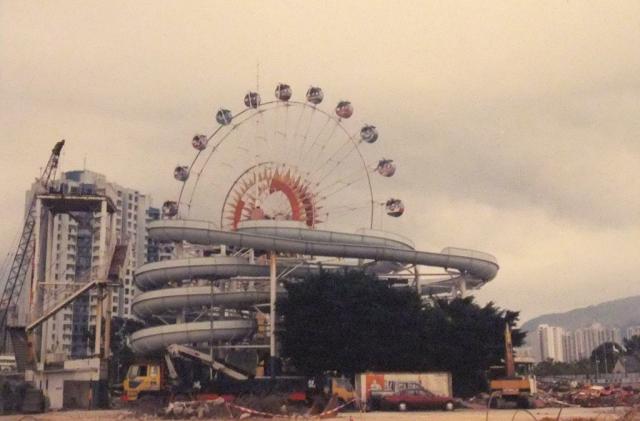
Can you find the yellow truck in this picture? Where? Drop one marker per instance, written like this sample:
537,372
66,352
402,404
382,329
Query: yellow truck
514,382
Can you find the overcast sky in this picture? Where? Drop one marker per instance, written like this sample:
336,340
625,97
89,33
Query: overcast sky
515,125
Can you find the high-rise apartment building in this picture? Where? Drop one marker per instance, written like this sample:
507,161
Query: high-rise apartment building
632,331
550,343
74,245
588,338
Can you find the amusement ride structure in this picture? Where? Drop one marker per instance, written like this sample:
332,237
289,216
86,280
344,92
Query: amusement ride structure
273,194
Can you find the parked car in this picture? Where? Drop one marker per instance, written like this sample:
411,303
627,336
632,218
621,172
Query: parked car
416,399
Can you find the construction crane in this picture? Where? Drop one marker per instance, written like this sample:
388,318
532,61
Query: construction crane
24,253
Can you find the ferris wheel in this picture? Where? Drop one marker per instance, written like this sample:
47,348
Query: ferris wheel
285,159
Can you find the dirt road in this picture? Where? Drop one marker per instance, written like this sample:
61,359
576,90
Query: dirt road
568,414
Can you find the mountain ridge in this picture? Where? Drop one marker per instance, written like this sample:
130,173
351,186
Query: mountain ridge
620,313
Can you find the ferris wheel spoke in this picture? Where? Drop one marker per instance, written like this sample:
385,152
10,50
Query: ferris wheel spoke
302,155
316,141
282,159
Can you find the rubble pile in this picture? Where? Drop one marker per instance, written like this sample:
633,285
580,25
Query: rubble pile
271,406
565,393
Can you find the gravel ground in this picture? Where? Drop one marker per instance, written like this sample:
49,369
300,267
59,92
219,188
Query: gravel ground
568,414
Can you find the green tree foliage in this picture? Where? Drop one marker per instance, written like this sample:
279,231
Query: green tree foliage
352,322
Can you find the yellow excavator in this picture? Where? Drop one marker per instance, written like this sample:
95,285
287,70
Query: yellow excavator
514,382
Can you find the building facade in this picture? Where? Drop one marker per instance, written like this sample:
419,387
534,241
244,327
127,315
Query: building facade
76,254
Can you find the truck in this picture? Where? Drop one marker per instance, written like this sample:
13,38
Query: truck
330,386
167,377
513,383
374,389
179,375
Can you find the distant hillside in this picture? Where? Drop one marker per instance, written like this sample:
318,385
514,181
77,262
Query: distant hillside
620,313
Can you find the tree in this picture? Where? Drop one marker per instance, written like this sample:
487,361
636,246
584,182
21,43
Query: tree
467,339
122,355
632,345
352,322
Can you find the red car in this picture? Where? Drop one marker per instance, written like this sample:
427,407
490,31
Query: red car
416,399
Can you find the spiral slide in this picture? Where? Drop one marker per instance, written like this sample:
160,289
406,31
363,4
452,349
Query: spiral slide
160,300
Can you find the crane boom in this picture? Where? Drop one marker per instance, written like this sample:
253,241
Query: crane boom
24,253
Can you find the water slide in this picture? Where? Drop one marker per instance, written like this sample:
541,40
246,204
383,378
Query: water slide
279,236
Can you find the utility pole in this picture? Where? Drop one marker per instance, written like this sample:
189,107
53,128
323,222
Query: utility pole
272,313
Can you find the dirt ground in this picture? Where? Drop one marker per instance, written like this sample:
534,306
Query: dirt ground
568,414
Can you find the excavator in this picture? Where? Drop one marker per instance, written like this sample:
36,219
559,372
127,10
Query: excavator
514,382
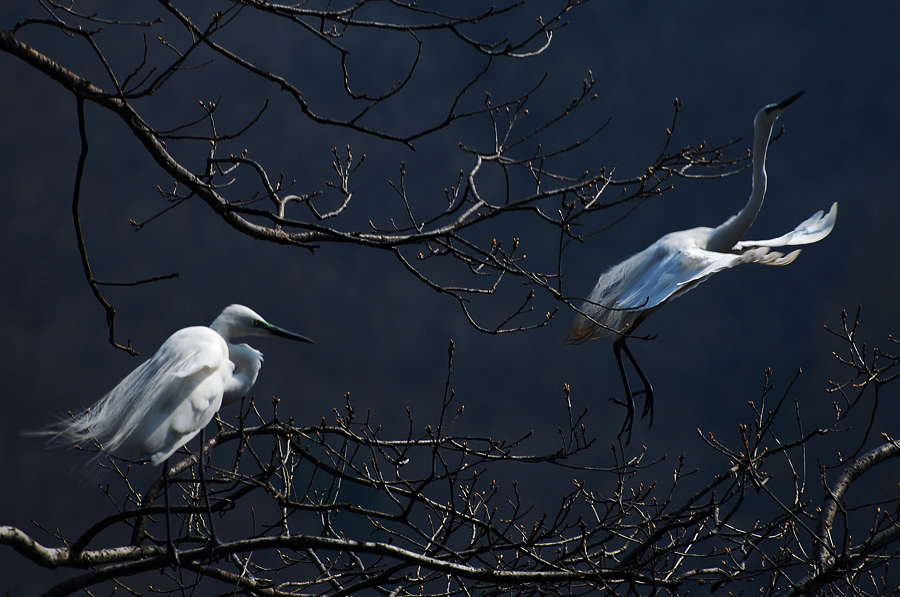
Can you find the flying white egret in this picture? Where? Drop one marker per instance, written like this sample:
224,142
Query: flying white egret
628,292
170,398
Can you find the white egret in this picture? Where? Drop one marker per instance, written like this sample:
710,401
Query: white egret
170,398
628,292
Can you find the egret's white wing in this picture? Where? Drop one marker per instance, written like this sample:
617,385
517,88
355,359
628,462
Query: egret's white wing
811,230
670,267
677,272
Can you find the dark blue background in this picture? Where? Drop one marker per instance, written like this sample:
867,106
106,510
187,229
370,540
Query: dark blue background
382,336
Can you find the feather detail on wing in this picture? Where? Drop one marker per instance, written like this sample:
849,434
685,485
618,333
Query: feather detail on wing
673,265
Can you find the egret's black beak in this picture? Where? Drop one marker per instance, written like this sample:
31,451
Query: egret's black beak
282,333
788,101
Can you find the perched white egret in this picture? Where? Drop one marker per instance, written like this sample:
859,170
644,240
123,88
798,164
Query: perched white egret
170,398
628,292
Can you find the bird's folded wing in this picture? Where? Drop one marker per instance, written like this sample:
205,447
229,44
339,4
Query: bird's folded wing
812,230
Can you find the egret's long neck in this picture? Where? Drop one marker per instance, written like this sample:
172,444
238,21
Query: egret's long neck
724,237
247,363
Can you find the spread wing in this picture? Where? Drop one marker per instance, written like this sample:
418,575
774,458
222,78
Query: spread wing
673,265
813,230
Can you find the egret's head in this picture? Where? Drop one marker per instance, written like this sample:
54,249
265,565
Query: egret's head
238,320
766,117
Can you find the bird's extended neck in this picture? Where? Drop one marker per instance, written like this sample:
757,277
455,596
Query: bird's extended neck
247,363
727,234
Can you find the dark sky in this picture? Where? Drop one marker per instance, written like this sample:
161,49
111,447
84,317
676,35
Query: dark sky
382,336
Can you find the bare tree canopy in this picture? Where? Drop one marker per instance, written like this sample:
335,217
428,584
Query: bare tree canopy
448,170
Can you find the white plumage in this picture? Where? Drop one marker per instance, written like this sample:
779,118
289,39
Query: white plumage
627,293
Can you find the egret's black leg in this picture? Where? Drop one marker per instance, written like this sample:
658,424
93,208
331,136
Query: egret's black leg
648,389
618,347
629,398
214,539
170,545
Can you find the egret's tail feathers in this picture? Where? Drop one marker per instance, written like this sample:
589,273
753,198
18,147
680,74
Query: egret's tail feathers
811,230
776,258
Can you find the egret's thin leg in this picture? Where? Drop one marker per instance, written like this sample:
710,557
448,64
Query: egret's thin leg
618,345
214,539
170,544
648,389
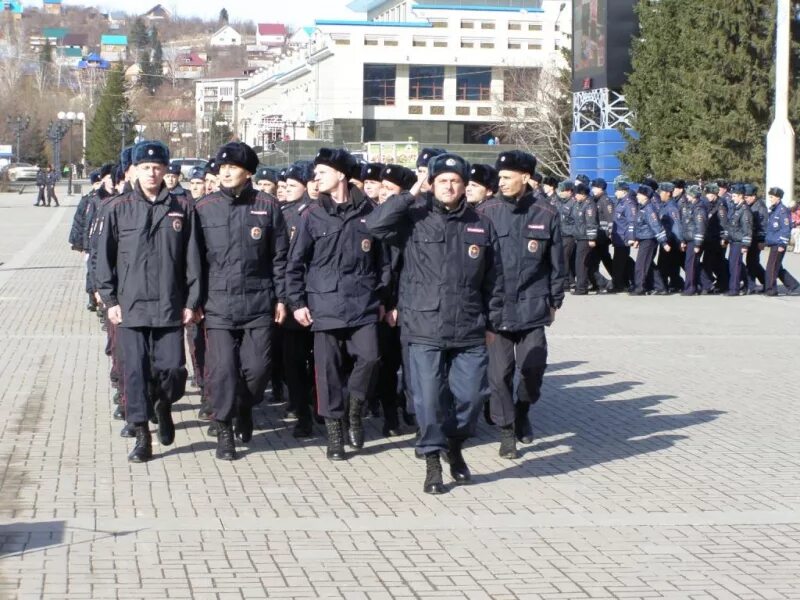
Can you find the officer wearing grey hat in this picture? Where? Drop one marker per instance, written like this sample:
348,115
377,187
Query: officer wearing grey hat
148,276
243,244
451,291
337,278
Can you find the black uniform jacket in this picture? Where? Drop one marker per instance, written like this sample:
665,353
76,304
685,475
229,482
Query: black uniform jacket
529,233
451,282
336,267
243,245
147,259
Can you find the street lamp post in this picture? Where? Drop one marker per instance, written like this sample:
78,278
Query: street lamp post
17,125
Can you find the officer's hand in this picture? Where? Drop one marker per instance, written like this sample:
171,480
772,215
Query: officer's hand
115,314
303,316
280,313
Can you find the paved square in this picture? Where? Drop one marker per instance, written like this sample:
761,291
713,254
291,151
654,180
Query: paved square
666,465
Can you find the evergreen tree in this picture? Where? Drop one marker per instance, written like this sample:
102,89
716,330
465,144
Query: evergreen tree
104,133
700,89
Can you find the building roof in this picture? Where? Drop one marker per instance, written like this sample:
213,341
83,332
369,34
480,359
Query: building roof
271,29
109,39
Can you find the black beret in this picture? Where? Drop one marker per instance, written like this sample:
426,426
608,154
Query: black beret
302,171
448,163
401,176
126,157
485,175
267,173
150,151
239,154
339,159
212,168
370,171
777,192
427,154
737,188
599,182
516,160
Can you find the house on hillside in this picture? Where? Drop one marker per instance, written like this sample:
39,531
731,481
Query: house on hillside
226,36
113,47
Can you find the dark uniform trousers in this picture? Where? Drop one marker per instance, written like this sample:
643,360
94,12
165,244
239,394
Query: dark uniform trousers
196,339
297,350
735,267
450,387
691,268
512,353
238,366
335,351
152,354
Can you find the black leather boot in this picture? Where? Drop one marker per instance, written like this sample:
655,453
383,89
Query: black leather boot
459,470
356,430
335,439
522,424
433,474
143,450
508,442
166,428
226,447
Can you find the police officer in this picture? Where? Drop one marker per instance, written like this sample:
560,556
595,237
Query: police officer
649,235
172,179
266,180
529,233
623,237
483,182
451,290
714,277
243,243
779,228
694,222
297,341
754,270
740,236
148,273
337,278
584,217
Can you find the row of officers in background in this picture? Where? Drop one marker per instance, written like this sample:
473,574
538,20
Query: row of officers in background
354,287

### Description of the task
Lines from the one containing "Query: black leather boot" to the end of the data are to be printed exactly, including the first and last.

### Reply
Query: black leather boot
459,470
356,430
335,439
522,424
433,474
143,450
508,442
166,428
226,447
Can you find the police officer in this picture? Where? Drop one marker per instance, written like this sample:
560,556
595,237
Query: police officer
649,235
172,179
266,180
529,233
623,237
483,182
451,290
714,277
243,243
779,228
694,222
297,341
754,270
740,236
148,273
337,278
584,217
Can you find the row of officers in background in this picture? Where? Drop one marker per instance, written like this sample:
473,574
538,20
Query: row of officers in background
354,287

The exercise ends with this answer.